● Seçilmiş Metin:
Arzu DEMİR
24 Haziran seçimlerini uzunca bir süre konuşacağız. Sadece seçim sonuçları bakımından değil, 24 Haziran gecesi Ankara’da yaşananlar bakımından da.
CHP’nin Cumhurbaşkanı adayı Muharrem İnce ile ilgili çeşitli iddiaları kastediyorum. Bu konuda gerçek bilgiye ulaşma imkan ve olanaklarından yoksunuz ancak seçimler öncesinde Abdullah Gül’ü “ikna” için evinin bahçesine helikopter ile asker indiren iktidarın İnce için düşündüğü bir takım planlar olduğunu varsaymak zor olmasa gerek. Ancak spekülasyona açık bu konuyu geçiyorum. Seçimin reel sonuçları üzerinde durmak istiyorum.
Birinci olarak; 24 Haziran bir kez daha gösterdi ki,
diktatör seçimle gitmeyecek. Seçimle geldi ancak geldiği gibi
gitmeyecek. Bu üzerinde tek bir spekülasyon bile yapılamayacak kadar çok
açık ve net bir gerçek. Aslında bu gerçeği 7 Haziran’da sandıkta çıkan
iradeye karşı yapılan Saray darbesi ile gördük. Sonra 16 Nisan
referandumunda da tescillendi. Şimdi de 24 Haziran’da gördük.
Saray sandıkta kaybetmemek için aslında neler
yapabileceğini 7 Haziran ile 1 Kasım arasında seçimleri arasındaki
süreçte gösterdi. Halklara büyük acılar yaşattı. 24 Haziran seçimlerinde
de benzerini yapmaya girişti. Suruç’ta sırf HDP’ye oy verdikleri için 3
insan, DAİŞ vari yöntemlerle katledildi. Başka bir nedenle değil,
HDP’ye oy verdikleri için. Seçim günü de özellikle Kürdistan’da halk,
baskıyla korkutulmak istendi. Zaten öncesinden onlarca sandığın yeri
değiştirilmişti.
Bununla bağlantılı bir başka gerçek ise; Saray’ın
hazırlandığı iç savaş. Bunun bir senaryo değil gerçek olduğununu 24
Haziran gecesi gördük. HDP’nin barajı geçtiğinin kesinleşmesiyle
beraber, HDP binalarına bir anda saldırılar başladı. Kimdi bu
saldıranlar? Bunun yanı sıra, sosyal medyada Ankara Sincan’da “silahlı
gruplar” gördüğünü öne süren insanların mesajları dolaştı durdu.
Çok açık ki, AKP “milis gücü”nü 24 Haziran gecesi için
hazırlamıştı. 24 Haziran gecesinde gelişecek protestolara karşı sadece
resmi polis gücünü değil, gayri resmi kontra güçlerini de devreye
sokacaktı. O güçler, HDP’ye yönelik saldırılarla başını gösterdi.

● Yapılacak İşler:
1. 24 Haziran seçimleri hakkındaki yazıda "Saray sandıkta kaybetmemek" sözleriyle başlayıp "mesajları dolaştı durdu." sözleriyle biten bölümü hiçbir değişiklik yapmadan kopyalayınız.
2. 24 Haziran seçimleri hakkındaki yazıyı, son cümlesinden sonra gelecek biçimde sürdürünüz.

● Sunulan Bilgiler:
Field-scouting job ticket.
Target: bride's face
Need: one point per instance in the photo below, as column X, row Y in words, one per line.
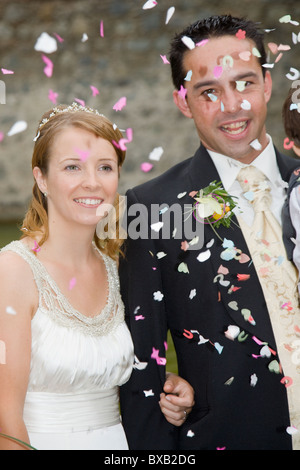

● Nihai Cevaplar:
1.
Saray sandıkta kaybetmemek için aslında neler
yapabileceğini 7 Haziran ile 1 Kasım arasında seçimleri arasındaki
süreçte gösterdi. Halklara büyük acılar yaşattı. 24 Haziran seçimlerinde
de benzerini yapmaya girişti. Suruç’ta sırf HDP’ye oy verdikleri için 3
insan, DAİŞ vari yöntemlerle katledildi. Başka bir nedenle değil,
HDP’ye oy verdikleri için. Seçim günü de özellikle Kürdistan’da halk,
baskıyla korkutulmak istendi. Zaten öncesinden onlarca sandığın yeri
değiştirilmişti.
Bununla bağlantılı bir başka gerçek ise; Saray’ın
hazırlandığı iç savaş. Bunun bir senaryo değil gerçek olduğununu 24
Haziran gecesi gördük. HDP’nin barajı geçtiğinin kesinleşmesiyle
beraber, HDP binalarına bir anda saldırılar başladı. Kimdi bu
saldıranlar? Bunun yanı sıra, sosyal medyada Ankara Sincan’da “silahlı
gruplar” gördüğünü öne süren insanların mesajları dolaştı durdu.

2.
Gövdenin tamamını görmedik.
Saray tarafından açığa çıkan sonuçlar böyle.
Ezilenler bakımından ise HDP’nin barajı geçmesi çok önemli
bir kazanımdır. Diktatörün ilk turda seçimi kazanmasının yarattığı
moral bozukluğunun altında kalmamalı bu gerçek. HDP’nin baraj altında
kalması, iktidarın seçim stratejisinin temel hedefiydi. Ama olmadı, HDP,
öyle ya da böyle barajı aştı. AKP, 1 Kasım seçimlerine göre 7.1 puan
kaybederek yüzde 42’ye geriledi. HDP, 1 Kasım seçimlerine göre oylarını 1
puan arttırarak 11.7’ya ulaştı. Asla üzerinden atlanmaması gereken
gerçek bu. HDP, iktidarın gözaltı, tutuklama, seçim çalışmalarına fiili
saldırı, manipülasyon, kara propaganda gibi tüm saldırı politikalarına
karşı mücadele ederek kazandı.
Adeta her bir HDP adayı, yöneticisi,
üyesi, gönüllüsü, akıntıya karşı kürek çekti. Haliyle de 24 Haziran
gecesi, özellikle Kürdistan kentlerinde halaylar kuruldu. Barajı aşmanın
sevinci halayla kutlandı. Diktatörün ilk turda hile ve baskı ile -belki
de şantaj ile- kazanmasının, bu halayların üzerine kara bulutlar
düşürmesine izin vermeyelim. Sevinmek ezilenlerin hakkıydı, sevindiler.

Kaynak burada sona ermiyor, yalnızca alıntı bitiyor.